[About this exercise] After finding the line with "Mark one point on every instance of the overhead" in the entries below, retype exactly each line from there through the line with "Mark one point on every instance of the train window", including that final line.

[Referring expression pointing data]
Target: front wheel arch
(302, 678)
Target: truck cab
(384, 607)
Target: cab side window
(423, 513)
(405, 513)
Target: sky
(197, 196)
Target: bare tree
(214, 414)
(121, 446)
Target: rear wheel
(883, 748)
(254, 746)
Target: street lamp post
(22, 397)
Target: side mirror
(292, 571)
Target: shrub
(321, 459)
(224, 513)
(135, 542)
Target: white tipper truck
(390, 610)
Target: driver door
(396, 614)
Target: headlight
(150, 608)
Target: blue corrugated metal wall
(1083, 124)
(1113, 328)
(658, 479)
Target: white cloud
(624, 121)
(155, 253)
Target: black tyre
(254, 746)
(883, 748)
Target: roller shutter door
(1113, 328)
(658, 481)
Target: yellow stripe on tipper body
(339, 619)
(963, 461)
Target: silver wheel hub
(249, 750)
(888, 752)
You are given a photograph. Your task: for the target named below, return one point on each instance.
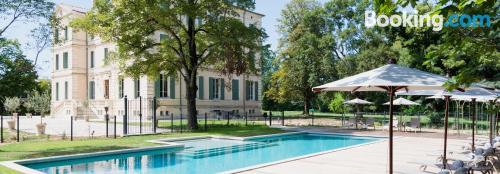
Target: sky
(20, 31)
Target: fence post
(1, 128)
(270, 118)
(17, 121)
(140, 114)
(246, 119)
(155, 123)
(125, 121)
(282, 118)
(181, 123)
(312, 118)
(107, 125)
(114, 127)
(71, 138)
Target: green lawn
(36, 149)
(5, 170)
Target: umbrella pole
(447, 100)
(391, 112)
(473, 121)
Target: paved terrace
(411, 151)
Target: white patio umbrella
(390, 78)
(356, 102)
(402, 101)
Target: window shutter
(201, 88)
(211, 88)
(157, 87)
(172, 87)
(92, 59)
(256, 94)
(65, 60)
(57, 61)
(222, 89)
(235, 88)
(247, 90)
(136, 87)
(66, 90)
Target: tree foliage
(202, 34)
(305, 57)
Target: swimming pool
(209, 155)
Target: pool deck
(410, 153)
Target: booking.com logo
(435, 21)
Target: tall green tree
(17, 74)
(468, 54)
(305, 55)
(198, 34)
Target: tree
(41, 103)
(202, 34)
(337, 104)
(12, 11)
(305, 57)
(11, 104)
(468, 54)
(17, 74)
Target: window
(65, 60)
(105, 53)
(201, 88)
(106, 89)
(92, 59)
(91, 90)
(66, 90)
(163, 86)
(56, 35)
(216, 88)
(235, 87)
(137, 88)
(57, 61)
(252, 90)
(57, 91)
(66, 33)
(120, 87)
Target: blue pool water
(205, 155)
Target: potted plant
(11, 105)
(42, 106)
(29, 104)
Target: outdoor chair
(414, 125)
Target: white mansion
(82, 85)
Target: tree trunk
(191, 89)
(307, 105)
(191, 73)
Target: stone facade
(83, 85)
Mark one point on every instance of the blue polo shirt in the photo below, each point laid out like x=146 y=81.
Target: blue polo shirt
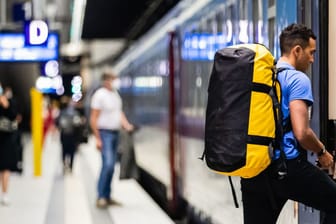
x=295 y=85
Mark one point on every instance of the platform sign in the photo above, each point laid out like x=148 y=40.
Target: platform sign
x=36 y=32
x=13 y=47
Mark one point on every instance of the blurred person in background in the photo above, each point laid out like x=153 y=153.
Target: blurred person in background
x=106 y=119
x=8 y=157
x=68 y=123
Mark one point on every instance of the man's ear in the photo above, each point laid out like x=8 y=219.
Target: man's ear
x=297 y=50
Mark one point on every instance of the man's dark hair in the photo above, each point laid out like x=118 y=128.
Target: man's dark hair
x=108 y=76
x=295 y=34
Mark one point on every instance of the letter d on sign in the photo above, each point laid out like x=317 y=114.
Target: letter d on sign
x=37 y=32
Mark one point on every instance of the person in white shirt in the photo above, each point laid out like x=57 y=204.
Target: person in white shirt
x=106 y=119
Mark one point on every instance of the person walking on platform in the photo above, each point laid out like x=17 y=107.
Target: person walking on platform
x=68 y=122
x=106 y=119
x=265 y=195
x=8 y=125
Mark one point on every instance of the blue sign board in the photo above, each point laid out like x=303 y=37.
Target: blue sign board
x=13 y=48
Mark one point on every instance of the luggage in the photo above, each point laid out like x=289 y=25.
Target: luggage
x=243 y=114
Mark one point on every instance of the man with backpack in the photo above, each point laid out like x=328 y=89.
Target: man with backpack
x=265 y=194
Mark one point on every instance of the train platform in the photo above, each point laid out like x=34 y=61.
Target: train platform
x=57 y=198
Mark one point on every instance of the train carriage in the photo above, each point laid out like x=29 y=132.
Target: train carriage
x=164 y=80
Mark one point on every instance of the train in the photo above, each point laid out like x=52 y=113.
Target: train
x=164 y=79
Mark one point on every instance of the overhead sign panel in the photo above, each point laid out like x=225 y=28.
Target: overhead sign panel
x=13 y=48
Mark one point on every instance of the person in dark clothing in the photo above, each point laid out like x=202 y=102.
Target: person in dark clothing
x=68 y=122
x=8 y=160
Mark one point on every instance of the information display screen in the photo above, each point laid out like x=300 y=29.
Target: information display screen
x=13 y=48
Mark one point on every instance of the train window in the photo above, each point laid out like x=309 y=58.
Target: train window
x=257 y=21
x=271 y=35
x=271 y=26
x=243 y=36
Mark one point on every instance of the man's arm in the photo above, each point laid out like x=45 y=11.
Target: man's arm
x=304 y=134
x=93 y=123
x=125 y=123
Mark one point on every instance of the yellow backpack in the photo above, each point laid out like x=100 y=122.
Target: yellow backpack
x=243 y=114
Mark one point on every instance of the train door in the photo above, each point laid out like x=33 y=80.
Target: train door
x=312 y=13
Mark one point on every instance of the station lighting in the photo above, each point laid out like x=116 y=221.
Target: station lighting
x=76 y=88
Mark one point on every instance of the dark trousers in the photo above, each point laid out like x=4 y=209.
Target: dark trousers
x=265 y=195
x=69 y=147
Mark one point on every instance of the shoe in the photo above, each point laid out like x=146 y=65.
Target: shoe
x=113 y=202
x=102 y=203
x=5 y=200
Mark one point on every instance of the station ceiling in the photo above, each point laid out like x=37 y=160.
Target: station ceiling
x=126 y=19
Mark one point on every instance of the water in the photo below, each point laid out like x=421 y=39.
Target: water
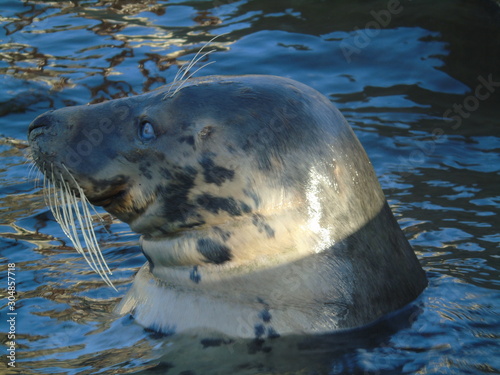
x=420 y=88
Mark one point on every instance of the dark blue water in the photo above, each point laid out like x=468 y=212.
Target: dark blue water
x=419 y=81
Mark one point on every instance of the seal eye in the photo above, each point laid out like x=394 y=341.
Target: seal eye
x=146 y=131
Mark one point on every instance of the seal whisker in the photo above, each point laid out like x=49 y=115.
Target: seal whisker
x=191 y=75
x=181 y=73
x=74 y=221
x=98 y=264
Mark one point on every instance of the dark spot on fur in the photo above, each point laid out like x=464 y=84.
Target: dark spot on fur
x=213 y=251
x=145 y=169
x=216 y=204
x=206 y=132
x=160 y=368
x=214 y=174
x=208 y=343
x=259 y=330
x=150 y=261
x=272 y=334
x=166 y=173
x=189 y=139
x=245 y=207
x=260 y=222
x=225 y=235
x=175 y=195
x=253 y=195
x=257 y=345
x=194 y=275
x=159 y=335
x=265 y=315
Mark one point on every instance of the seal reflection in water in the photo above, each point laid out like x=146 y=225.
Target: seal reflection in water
x=259 y=211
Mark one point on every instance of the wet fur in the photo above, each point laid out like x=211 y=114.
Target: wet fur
x=259 y=210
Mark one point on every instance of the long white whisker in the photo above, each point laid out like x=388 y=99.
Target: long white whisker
x=74 y=221
x=182 y=84
x=184 y=70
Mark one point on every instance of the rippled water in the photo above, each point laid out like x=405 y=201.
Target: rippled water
x=414 y=86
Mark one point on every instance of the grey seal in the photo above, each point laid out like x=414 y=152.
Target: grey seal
x=259 y=211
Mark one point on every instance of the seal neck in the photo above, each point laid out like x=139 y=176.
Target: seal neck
x=233 y=248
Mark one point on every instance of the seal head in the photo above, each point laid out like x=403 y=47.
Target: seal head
x=260 y=212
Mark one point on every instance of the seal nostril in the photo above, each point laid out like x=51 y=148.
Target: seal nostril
x=41 y=121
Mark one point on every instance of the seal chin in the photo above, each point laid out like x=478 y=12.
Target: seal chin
x=109 y=200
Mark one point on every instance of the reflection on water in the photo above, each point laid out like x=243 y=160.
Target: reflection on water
x=421 y=92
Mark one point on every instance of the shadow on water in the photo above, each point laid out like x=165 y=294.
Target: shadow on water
x=421 y=90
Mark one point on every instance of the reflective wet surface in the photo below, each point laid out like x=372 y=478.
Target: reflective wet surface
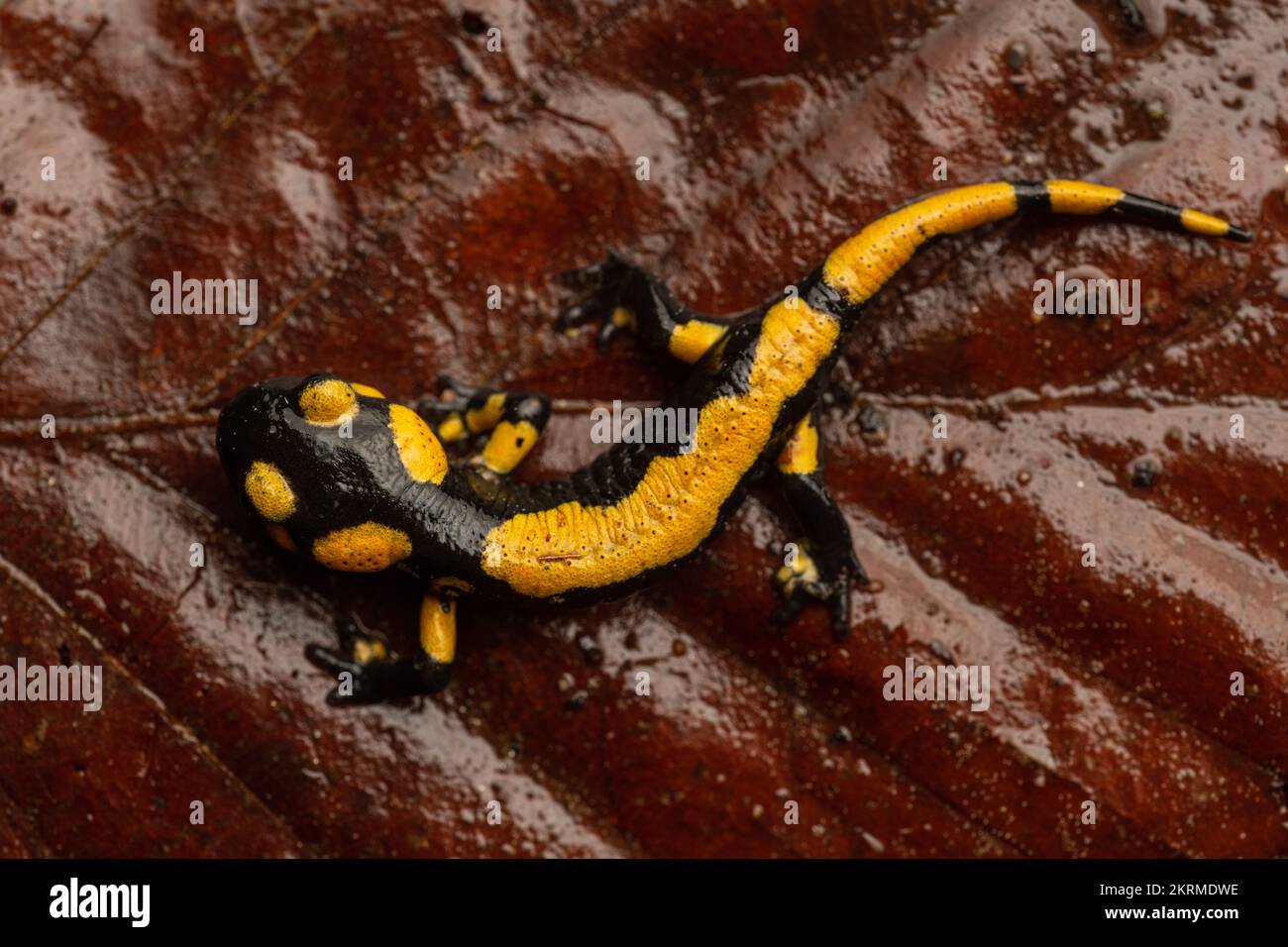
x=476 y=169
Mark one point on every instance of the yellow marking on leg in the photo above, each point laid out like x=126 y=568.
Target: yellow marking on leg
x=438 y=628
x=678 y=500
x=692 y=339
x=368 y=548
x=800 y=454
x=483 y=418
x=507 y=445
x=1198 y=222
x=268 y=491
x=282 y=538
x=368 y=650
x=1081 y=197
x=452 y=428
x=804 y=570
x=329 y=402
x=421 y=455
x=863 y=264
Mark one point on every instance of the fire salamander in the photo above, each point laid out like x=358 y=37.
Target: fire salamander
x=359 y=482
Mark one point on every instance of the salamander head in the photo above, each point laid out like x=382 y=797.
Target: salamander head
x=323 y=463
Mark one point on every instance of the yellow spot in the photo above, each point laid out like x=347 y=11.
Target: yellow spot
x=451 y=583
x=421 y=454
x=368 y=548
x=1082 y=197
x=507 y=445
x=678 y=500
x=1198 y=222
x=800 y=455
x=452 y=428
x=269 y=492
x=438 y=629
x=483 y=418
x=329 y=402
x=692 y=339
x=282 y=538
x=863 y=263
x=368 y=650
x=803 y=571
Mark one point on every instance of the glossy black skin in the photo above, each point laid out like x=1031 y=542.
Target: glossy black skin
x=342 y=482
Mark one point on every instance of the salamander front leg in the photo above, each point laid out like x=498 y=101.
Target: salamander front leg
x=822 y=565
x=623 y=296
x=370 y=674
x=515 y=420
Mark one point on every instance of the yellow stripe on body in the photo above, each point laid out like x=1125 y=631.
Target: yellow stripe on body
x=677 y=502
x=1082 y=197
x=1198 y=222
x=800 y=454
x=692 y=339
x=863 y=264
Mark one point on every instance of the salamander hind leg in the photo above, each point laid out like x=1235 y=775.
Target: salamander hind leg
x=369 y=673
x=623 y=296
x=823 y=564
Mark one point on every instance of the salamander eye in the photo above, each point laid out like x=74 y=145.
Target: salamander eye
x=326 y=399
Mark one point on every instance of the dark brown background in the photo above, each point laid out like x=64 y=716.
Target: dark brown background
x=475 y=169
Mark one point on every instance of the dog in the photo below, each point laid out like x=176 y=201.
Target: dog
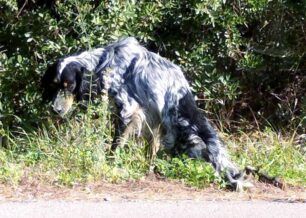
x=149 y=92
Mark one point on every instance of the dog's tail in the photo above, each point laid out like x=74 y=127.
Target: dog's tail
x=202 y=141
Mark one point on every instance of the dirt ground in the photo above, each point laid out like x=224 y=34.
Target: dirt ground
x=149 y=188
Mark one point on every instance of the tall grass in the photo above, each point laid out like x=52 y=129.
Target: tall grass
x=76 y=151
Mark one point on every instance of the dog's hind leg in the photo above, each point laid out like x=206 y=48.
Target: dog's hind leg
x=202 y=141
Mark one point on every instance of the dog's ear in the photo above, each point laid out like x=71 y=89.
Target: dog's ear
x=48 y=83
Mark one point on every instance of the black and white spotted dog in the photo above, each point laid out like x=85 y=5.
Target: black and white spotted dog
x=149 y=92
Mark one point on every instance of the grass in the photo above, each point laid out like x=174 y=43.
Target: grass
x=75 y=152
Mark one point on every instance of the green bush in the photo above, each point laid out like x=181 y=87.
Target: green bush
x=244 y=59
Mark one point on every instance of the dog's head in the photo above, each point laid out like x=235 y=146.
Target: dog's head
x=63 y=84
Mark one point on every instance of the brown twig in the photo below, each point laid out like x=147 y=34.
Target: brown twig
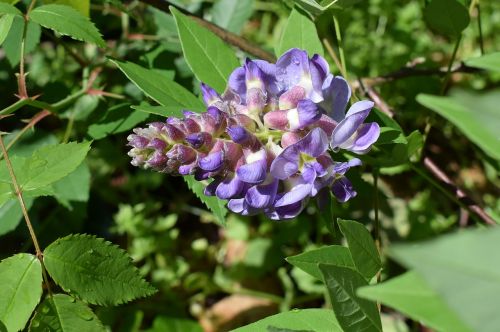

[Finished exercise]
Mark one point on every instance of the overhead sign panel in the photo above, each point laid out like x=225 y=28.
Target: overhead sign panel
x=13 y=48
Mark one point on every instance of the person in dark clothing in the photo above, each point laid out like x=202 y=102.
Target: person in dark clothing
x=68 y=122
x=8 y=160
Mark one point on every instance of the information display screen in the photo above, each point laid out like x=300 y=29.
Target: information display screen
x=13 y=48
Mark one point on every instance of the train window in the photo above, each point laid out like x=309 y=58.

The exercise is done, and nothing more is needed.